Moderne Trümmerfrauen
Von meinem Besuch im „Wilden Osten“ habe ich ganz besondere Eindrücke mitgenommen.
Angefangen hat es mit einem wunderbaren Publikum bei der Lesung in der Bibliothek Prohlis in Dresden. Im Nu waren alle Stühle besetzt und es herrschte vom ersten Augenblick an eine vertraute Atmosphäre, in der sich zwischen den Szenen und im Anschluss ein intensiver Austausch ergab.
Und wieder einmal zeigte sich, wie sich die Geschichten ähneln und wie wichtig es ist, dass wir uns für unsere Kinder stark machen.
Im Laufe der nächsten Tage machte ich Bekanntschaft mit dem bestechenden Humor der ostdeutschen Landesvettern „Na, kommste dein‘ Soli besuchen?“ und der großen Gastfreundschaft. Der Grill wurde angeschmissen und am helllichten Tag wurden Touristen-Führungen gemacht, als gäbe es nichts Wichtigeres. Selbst die Gendarmen zeigten sich von ihrer besten Seite, denn während in Bayern die Politessen schon hinter den Büschen lauern und man für 5 Minuten Parken in der Innenstadt einen halben Tageslohn locker machen muss, drückt man in den östlichen Metropolen schon mal ein Auge zu und lässt einen in Ruhe die Stadt anschauen.
Bei der Gelegenheit stieg ich in einen der vielen Sightseeing-Doppeldecker und ließ mich per Tonband durch Dresdens Geschichte führen. Doch gegen Ende der Rundfahrt machte der Busfahrer vor dem Denkmal der Trümmerfrau halt und meldete sich persönlich mit charmantem Dialekt zu Wort: „Und hier, liebe Gäste, müssen wir kurz innehalten. Alles, was Sie gerade bewundern konnten, haben wir der harten Arbeit vieler Frauen zu verdanken. Mit ihren Maurerhämmern haben sie ein Gebiet von 15 Quadratkilometern, das dem Erdboden gleich war, von den Trümmern befreit, und so den Wiederaufbau ermöglicht.

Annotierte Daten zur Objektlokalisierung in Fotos
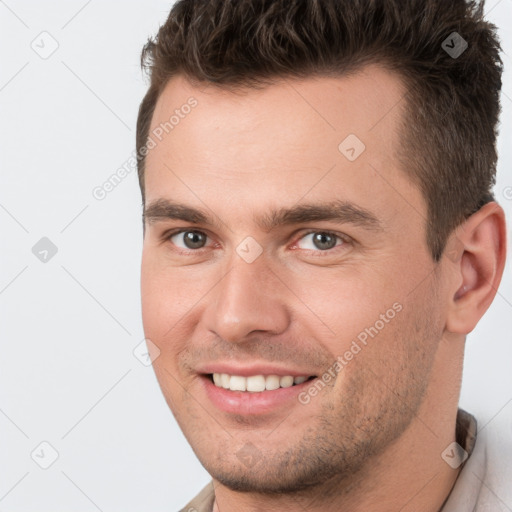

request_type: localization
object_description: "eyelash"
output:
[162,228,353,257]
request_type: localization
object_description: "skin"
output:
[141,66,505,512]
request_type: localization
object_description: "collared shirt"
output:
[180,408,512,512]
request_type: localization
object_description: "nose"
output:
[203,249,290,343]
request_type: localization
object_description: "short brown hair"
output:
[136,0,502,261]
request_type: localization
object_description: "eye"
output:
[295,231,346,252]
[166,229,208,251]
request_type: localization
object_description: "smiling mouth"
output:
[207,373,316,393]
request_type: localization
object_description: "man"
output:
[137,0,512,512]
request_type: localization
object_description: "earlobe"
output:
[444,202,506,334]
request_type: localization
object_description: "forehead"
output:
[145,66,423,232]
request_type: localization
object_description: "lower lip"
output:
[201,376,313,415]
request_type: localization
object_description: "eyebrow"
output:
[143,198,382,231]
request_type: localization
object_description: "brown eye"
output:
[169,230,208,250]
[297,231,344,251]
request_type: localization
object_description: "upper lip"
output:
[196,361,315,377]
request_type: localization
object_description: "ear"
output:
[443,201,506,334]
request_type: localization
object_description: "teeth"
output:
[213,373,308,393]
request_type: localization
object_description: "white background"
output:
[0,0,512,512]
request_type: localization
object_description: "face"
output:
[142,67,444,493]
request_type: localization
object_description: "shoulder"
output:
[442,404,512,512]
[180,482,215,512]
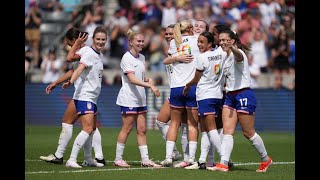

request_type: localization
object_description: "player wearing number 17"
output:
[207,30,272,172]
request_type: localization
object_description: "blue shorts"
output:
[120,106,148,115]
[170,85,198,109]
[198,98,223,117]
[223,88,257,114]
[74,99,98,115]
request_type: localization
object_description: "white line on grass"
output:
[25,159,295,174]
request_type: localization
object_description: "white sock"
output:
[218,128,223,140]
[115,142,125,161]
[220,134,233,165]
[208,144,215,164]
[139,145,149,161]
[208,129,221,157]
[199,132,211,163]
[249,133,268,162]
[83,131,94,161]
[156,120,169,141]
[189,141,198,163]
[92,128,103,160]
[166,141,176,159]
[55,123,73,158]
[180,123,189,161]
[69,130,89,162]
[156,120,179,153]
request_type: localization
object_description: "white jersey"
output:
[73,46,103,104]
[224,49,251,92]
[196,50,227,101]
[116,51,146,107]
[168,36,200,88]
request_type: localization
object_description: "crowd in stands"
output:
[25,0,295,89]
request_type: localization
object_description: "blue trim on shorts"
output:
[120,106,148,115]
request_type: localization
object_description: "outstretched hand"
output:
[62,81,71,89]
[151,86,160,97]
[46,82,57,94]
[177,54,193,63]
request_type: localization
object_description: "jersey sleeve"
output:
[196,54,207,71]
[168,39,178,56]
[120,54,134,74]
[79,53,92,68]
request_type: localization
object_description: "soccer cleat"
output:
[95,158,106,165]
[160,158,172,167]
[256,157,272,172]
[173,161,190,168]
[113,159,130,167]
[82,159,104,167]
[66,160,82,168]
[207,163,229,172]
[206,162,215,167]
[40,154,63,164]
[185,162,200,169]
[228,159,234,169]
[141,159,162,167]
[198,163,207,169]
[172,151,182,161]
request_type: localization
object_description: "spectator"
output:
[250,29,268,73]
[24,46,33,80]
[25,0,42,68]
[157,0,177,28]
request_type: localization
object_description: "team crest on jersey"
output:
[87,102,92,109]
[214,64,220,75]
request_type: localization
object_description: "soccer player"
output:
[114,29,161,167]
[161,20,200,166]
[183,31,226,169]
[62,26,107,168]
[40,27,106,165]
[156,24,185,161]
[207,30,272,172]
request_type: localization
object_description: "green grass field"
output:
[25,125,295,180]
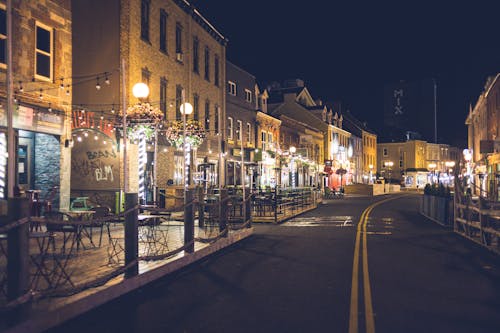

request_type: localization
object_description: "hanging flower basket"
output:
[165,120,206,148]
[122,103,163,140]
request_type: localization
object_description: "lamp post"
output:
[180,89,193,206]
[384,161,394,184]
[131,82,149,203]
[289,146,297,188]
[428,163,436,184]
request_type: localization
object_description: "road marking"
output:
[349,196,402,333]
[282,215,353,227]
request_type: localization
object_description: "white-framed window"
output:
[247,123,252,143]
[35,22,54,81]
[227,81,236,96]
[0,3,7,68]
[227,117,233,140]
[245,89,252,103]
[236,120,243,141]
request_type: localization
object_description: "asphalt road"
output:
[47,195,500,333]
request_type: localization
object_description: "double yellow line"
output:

AUFGABENSTELLUNG:
• a. In welcher Bibliothek fand laut dem Textauszug die Lesung statt?
• b. Führen Sie den Bericht über den Besuch in Dresden im Anschluss an seinen letzten Satz fort.

LÖSUNGEN:
• a. In der Bibliothek Prohlis in Dresden.

• b.
Und ich spreche aus eigener Erfahrung, wenn ich behaupte, dass auch die Frauen heute noch den Löwenanteil der täglichen Arbeit leisten. Ich bin seit 42 Jahren verheiratet – das Standesamt in der Goethestraße zeige ich Ihnen später noch, es ist übrigens das Schönste Standesamt weit und breit – und habe zwei Enkelkinder. Ich weiß also, wovon ich rede!“
Mit diesen Worten im Ohr habe ich die Rückfahrt nach Bayern angetreten, und sie hallten immer wieder nach, weil sie mich an einer wunden Stelle berührten.
Wir Mütter leisten sehr viel und der Busfahrer ist bei weitem nicht der einzige Mann, der dies sieht und schätzt – zumindest solange die Beziehung in Ordnung ist.
Und wenn die Beziehung kaputt ist, dann sind wir die modernen Trümmerfrauen. Tapfer und unermüdlich klopfen wir uns die Bruchstücke zurecht, um den Kindern und uns wieder eine Lebensgrundlage zu schaffen.
Vielleicht steht das Denkmal der Trümmerfrau am falschen Platz und es sollte vor dem Familiengericht seine Wurzeln schlagen.